That alone may be the report’s real value. Next time someone blames you for the virus and says “Go back to China” when you’re from the Philippines, flash them the Pew report. 

And let’s hope every campaign will have a copy of The Pew Report on hand if they’re in California, New York, Texas, New Jersey, Hawaii, Illinois, Washington, Florida, Virginia and Massachusetts, and Nevada, the top states with the largest numbers and shares of Asian eligible voters. 

There’s no excuse to ignore us now. 

More analysis of the analysis 

Here are some other items in the Pew report worth noting.

From 2000 to 2020, the Asian American eligible voters grew by 139%. That was faster than the Hispanic electorate’s 121% growth. Compare that with the slow pace of African American growth (33%) and the White electorate (7%). 

The GOP was at a real crossroads in 2016 and at first, was all set with a post-Bush diversity agenda that embraced all minorities. That’s all been shredded by Trump the last four years, and you can see how the president’s tack has really been to preserve a white establishment, appealing to the slowest growing, fastest declining electorate in America. 

It definitely has guided his COVID response. Blacks dying at record rates. Too bad? Trump says tough. Pacific Islanders dying at 12 times the rate of whites in LA? Too bad. Who are these Islanders again? (See my previous column.)

As I mentioned that the PI’s aren’t even mentioned is an inclusivity blind spot.

The report does point out it stayed focused on East, Southeast Asia and the Indian subcontinent. Just six groups accounted for the majority—Chinese, Filipino, Indian, Vietnamese, Korean and Japanese—85 percent of all the Asians in the U.S.

More Democratic 

The report does mention that Asian Eligible Voters are more Democratic than not. But points out that Vietnamese are more likely to identify as Republican (42%) vs. Asians overall (28%). Indians are polarized the opposite way, with 50% calling themselves Democrats vs. 18% calling themselves Republican.

On the economics and English proficiency spectrum, the report points out the differences lie in your arrival date. The earlier you came (Chinese, Filipino, Japanese, Indian) you had higher median incomes, spoke better English. The more recent immigrants like the Burmese and the Cambodians did not.

I found the median age of Asian Eligibles to be worth noting. It’s 46. That’s older than black (44) and Hispanic (38), younger than white (51), according to the report. 

We’re not kids. We’re the young mature.

The big surprise for me: There is more of a generational difference among U.S.-born and Foreign-born Asian Americans, and that may be something that some of you are experiencing in your communities.
☆ ☆ ☆
SET OF TASKS:
(1) Please decide whether each statement agrees with the column on the Pew report, answering yes or no and quoting the words from the column that settle it. (a) From 2000 to 2020, Asian American eligible voters grew faster than the Hispanic electorate. (b) The median age of Asian eligible voters is higher than that of white eligible voters. (c) Vietnamese are more likely than Asians overall to identify as Republican.
(2) Pick up the column on the Pew report after its final sentence and keep writing it.
☆ ☆ ☆
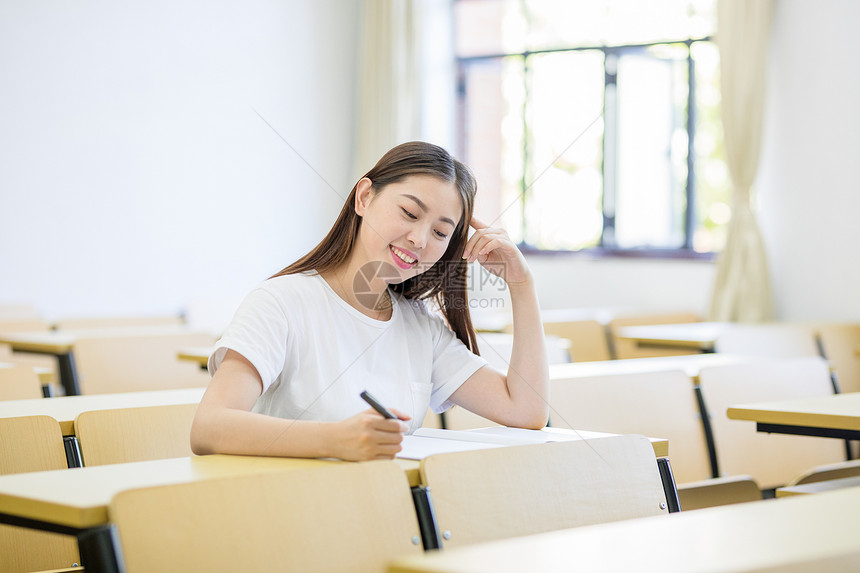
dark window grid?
[457,37,713,259]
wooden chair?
[714,324,821,358]
[109,461,422,573]
[54,315,185,330]
[550,370,712,484]
[74,331,215,394]
[699,357,845,488]
[609,312,699,358]
[75,404,197,466]
[421,436,668,548]
[0,416,80,573]
[0,314,60,396]
[0,364,42,400]
[550,371,761,511]
[818,324,860,392]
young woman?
[191,142,548,460]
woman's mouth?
[389,245,418,269]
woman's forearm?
[506,274,549,427]
[191,406,335,458]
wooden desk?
[0,326,198,396]
[726,392,860,440]
[0,388,206,436]
[0,362,54,386]
[176,346,215,370]
[0,388,205,468]
[549,353,753,382]
[617,322,729,352]
[776,476,860,497]
[388,482,860,573]
[0,456,419,573]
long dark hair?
[271,141,479,354]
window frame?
[455,36,719,260]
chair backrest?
[699,357,845,489]
[54,315,185,330]
[109,461,422,573]
[714,324,821,358]
[609,312,699,358]
[0,416,80,573]
[543,320,612,362]
[74,331,215,394]
[421,436,667,547]
[0,364,42,400]
[818,324,860,392]
[549,370,712,483]
[75,404,197,466]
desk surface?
[388,482,860,573]
[727,392,860,430]
[0,455,418,528]
[0,325,201,354]
[549,354,752,380]
[776,476,860,497]
[617,322,729,350]
[0,388,206,436]
[176,346,214,366]
[0,362,54,384]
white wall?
[0,0,358,325]
[757,0,860,321]
[0,0,860,326]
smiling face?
[353,175,463,283]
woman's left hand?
[463,217,532,286]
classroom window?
[454,0,731,254]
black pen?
[359,390,399,420]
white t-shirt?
[209,273,487,430]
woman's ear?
[355,177,374,217]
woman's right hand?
[333,409,410,462]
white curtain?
[710,0,773,322]
[353,0,422,178]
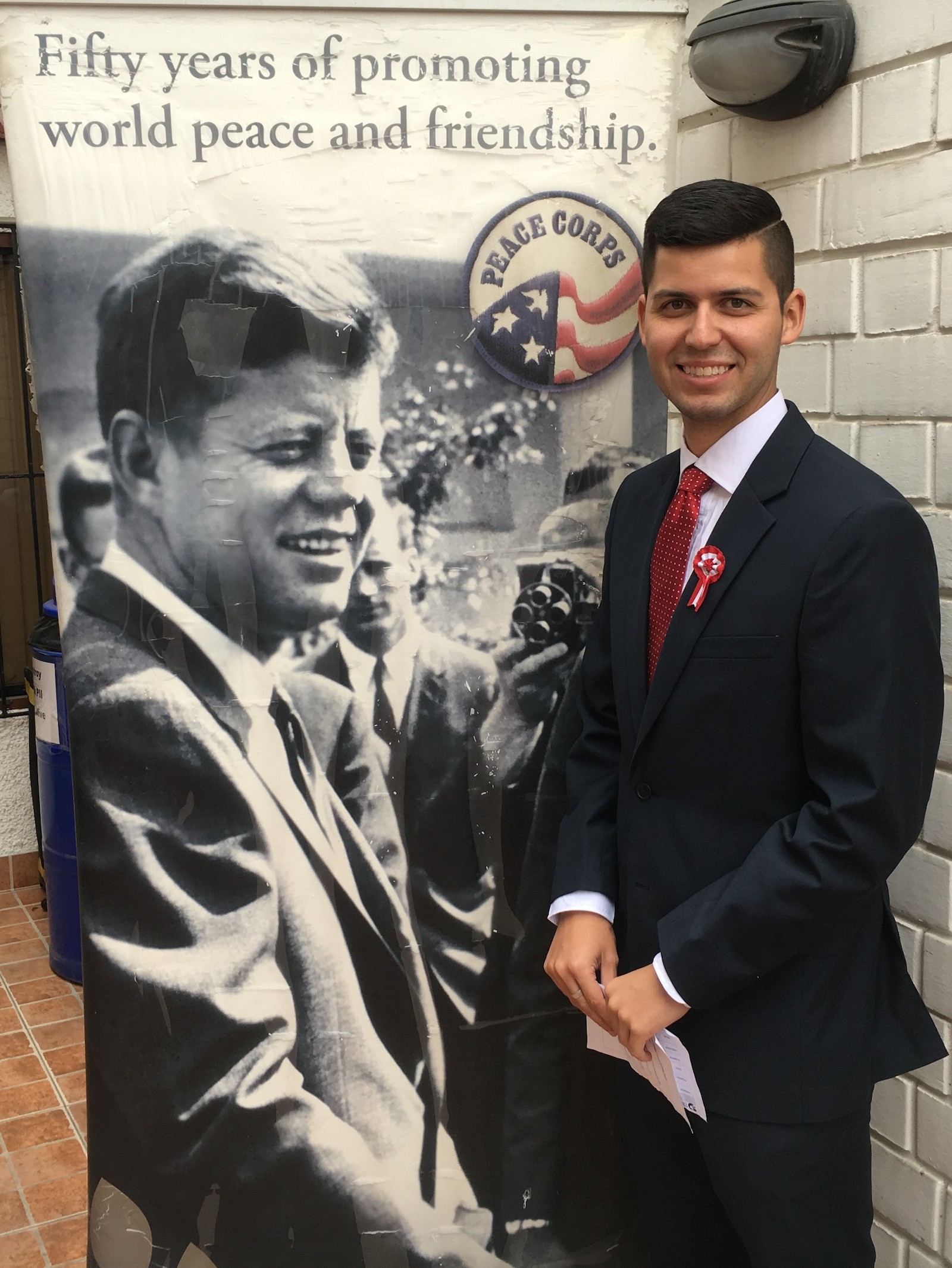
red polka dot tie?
☆ ☆ ☆
ANSWERS:
(1)
(a) Yes: "That was faster than the Hispanic electorate’s 121% growth."
(b) No: "It’s 46. That’s older than black (44) and Hispanic (38), younger than white (51), according to the report."
(c) Yes: "Vietnamese are more likely to identify as Republican (42%) vs. Asians overall (28%)."

(2)
Pew put the U.S.-born Asian Eligible Voter’s median age at 31, while the foreign-born Asian Eligible Voter’s median age was 51. 

How Asian is the U.S. born? Too Americanized for their own good and a source of conflict? Or ready to rally for the greater good? 

We’ll see who gets to pick the DJ at the campaign night victory party. 

Hawaii’s the Outlier 

This may all seem somewhat quaint for Hawaii, which as Pew points out is the state with the highest share of eligible voters than any group, 38%. 

It represents 384,000 Asian eligible voters. 

California is a smaller share, 14 percent, but has more Asian eligible voters at 3.6 million.

In many ways, Hawaii should be an example of our great Asian American political paradise.

To a degree it is. What other state had a Filipino governor? 

Unfortunately, in no other state do Asian Americans pack the wallop as they do in Hawaii. That’s why we need each other to stand united and act in coalition, throughout the nation.

The hope is this Pew report will provide guidance to politicians on the mainland and won’t just get shoved into some campaign file folder.

We’re here. Notice us. Pay attention.

Still, I admit I was expecting a more inclusive report that includes Native Hawaiian/ Pacific Islanders. I know they have their own category in the Census and that’s the likely reason they were left out. But if APA is our designation, or AANHPI, or AAPI, then why not combine it? As I said 20 years ago in an Emil Amok column, there’s still the urge some have to ignore that big lump that’s too often swept under our Asian American rug.

When they’re on our side, like the star quarterback at St. Louis High, we’re certainly all for it.